Given task » Please write out the passage of the switch patent below word for word, from "4. An electrical" to "action spring engage.".

US 4214136 A
An electrical snap action switch for use in a temperature regulator has a movable contact assembly consisting of a conductive contact carrying arm movable between fixed stops and cantilevered within the switch housing, the contact arm being parallel to and cooperating with a Q-shaped snap-action spring, so that the arm carries the working current while the snap spring acts on the arm to make the switch monostable in operation between the stops.
1. An electrical switch for use in a control device such as a temperature regulator, comprising:
a housing having two stops, at least one of which is a fixed switch contact; and,
a movable switch contact assembly which is movable between the two stops and is normally in abutment with one of said stops;
the improvement comprising;
the movable switch contact assembly comprising a contact and contact carrying arm of electrically conductive material, and a Q-shaped snap action spring cooperating with said arm to snap move the arm for opening and closing the contacts said spring having two legs which are drawn toward each other to stress the spring and a trip tongue projecting from a portion of the spring interconnecting said legs, and
said arm and said snap action spring being cantilevered within the housing and disposed substantially parallel to one another.
2. An electrical switch as defined in claim 1, wherein the contact carrying arm is copper-based and the snap action spring is of stainless steel.
3. An electrical switch as defined in claim 1 or 2, wherein the arm has openings and the snap action spring has projections which engage in said openings.
4. An electrical switch as defined in claim 3, wherein said arm is substantially flat, and has two upstanding tabs, each formed with the respective said openings in which the projections of the snap action spring engage.

Recorded data »
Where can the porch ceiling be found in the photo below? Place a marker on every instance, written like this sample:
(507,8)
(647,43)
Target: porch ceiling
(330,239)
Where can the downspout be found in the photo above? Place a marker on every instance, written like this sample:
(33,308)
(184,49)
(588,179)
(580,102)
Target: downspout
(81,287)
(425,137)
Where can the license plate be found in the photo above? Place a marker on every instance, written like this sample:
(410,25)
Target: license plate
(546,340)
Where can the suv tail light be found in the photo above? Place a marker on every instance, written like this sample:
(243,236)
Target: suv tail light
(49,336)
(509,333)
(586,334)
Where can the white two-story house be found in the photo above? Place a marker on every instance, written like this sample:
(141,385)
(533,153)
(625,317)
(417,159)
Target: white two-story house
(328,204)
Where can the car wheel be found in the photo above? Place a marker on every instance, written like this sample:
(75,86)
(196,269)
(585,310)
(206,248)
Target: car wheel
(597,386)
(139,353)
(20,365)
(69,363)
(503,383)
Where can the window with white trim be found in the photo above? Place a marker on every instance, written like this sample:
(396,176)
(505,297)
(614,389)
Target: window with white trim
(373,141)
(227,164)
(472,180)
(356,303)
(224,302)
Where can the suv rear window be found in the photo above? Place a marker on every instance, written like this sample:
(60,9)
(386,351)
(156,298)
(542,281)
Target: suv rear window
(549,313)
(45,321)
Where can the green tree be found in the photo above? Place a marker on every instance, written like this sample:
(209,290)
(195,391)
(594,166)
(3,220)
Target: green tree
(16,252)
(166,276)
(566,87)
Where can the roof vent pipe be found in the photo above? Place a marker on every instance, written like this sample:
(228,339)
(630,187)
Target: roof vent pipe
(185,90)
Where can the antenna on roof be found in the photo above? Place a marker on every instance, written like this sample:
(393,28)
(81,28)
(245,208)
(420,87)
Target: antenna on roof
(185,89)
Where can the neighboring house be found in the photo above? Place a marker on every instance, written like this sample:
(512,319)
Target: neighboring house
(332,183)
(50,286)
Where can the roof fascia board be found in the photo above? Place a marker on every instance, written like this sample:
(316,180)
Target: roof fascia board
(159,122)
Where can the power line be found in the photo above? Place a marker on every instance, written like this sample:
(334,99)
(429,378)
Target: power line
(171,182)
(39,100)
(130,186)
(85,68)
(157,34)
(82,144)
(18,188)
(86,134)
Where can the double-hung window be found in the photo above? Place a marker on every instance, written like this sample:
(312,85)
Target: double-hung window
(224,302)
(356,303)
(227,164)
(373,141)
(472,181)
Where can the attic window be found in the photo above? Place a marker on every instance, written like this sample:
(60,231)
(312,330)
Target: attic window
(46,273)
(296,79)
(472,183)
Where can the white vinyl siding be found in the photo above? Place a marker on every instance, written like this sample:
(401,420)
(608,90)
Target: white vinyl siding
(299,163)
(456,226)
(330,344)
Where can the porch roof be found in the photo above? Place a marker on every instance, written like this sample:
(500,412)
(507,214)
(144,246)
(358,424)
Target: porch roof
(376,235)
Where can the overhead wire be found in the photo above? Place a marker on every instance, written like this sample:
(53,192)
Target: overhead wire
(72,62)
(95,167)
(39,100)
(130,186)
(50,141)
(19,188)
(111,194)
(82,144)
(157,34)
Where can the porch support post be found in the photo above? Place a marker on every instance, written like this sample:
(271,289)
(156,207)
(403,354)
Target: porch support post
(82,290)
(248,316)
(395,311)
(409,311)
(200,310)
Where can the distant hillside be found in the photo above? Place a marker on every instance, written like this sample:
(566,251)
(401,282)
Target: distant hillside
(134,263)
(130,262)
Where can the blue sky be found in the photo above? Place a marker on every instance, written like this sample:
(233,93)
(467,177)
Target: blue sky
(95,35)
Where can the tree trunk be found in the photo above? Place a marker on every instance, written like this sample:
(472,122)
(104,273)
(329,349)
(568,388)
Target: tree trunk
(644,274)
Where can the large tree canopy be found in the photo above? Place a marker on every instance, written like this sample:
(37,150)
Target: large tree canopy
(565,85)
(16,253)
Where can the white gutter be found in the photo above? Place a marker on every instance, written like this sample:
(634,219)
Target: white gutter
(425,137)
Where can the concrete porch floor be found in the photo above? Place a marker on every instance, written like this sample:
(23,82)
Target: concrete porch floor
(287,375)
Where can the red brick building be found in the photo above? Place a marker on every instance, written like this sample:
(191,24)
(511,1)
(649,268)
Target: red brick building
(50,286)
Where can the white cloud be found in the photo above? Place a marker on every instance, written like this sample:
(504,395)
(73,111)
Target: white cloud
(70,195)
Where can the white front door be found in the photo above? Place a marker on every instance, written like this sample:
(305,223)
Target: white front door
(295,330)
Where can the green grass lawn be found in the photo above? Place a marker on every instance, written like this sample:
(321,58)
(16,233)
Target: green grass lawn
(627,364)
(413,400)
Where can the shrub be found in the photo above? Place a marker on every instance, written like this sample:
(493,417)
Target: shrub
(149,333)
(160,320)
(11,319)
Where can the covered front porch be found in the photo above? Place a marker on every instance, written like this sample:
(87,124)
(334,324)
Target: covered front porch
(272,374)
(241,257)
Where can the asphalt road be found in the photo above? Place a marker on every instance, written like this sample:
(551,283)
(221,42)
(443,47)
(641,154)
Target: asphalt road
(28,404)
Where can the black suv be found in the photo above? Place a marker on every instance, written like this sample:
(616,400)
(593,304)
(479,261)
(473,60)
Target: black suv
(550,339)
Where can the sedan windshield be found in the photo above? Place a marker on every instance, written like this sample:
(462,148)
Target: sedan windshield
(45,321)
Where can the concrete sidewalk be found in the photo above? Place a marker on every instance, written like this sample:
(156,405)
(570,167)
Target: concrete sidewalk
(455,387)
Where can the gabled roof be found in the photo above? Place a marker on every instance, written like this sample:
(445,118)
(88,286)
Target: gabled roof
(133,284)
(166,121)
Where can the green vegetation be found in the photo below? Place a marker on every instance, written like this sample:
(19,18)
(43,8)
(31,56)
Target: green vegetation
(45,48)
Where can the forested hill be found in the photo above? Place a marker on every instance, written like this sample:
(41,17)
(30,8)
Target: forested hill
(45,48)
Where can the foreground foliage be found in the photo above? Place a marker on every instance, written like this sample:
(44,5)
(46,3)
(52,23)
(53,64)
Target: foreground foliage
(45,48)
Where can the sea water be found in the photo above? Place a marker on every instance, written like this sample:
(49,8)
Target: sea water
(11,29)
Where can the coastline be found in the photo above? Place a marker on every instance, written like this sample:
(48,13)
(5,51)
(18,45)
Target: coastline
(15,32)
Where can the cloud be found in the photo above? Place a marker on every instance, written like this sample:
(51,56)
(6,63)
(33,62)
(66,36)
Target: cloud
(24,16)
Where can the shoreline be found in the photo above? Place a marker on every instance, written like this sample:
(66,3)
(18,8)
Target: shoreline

Result for this task »
4. An electrical switch as defined in claim 3, wherein said arm is substantially flat, and has two upstanding tabs, each formed with the respective said openings in which the projections of the snap action spring engage.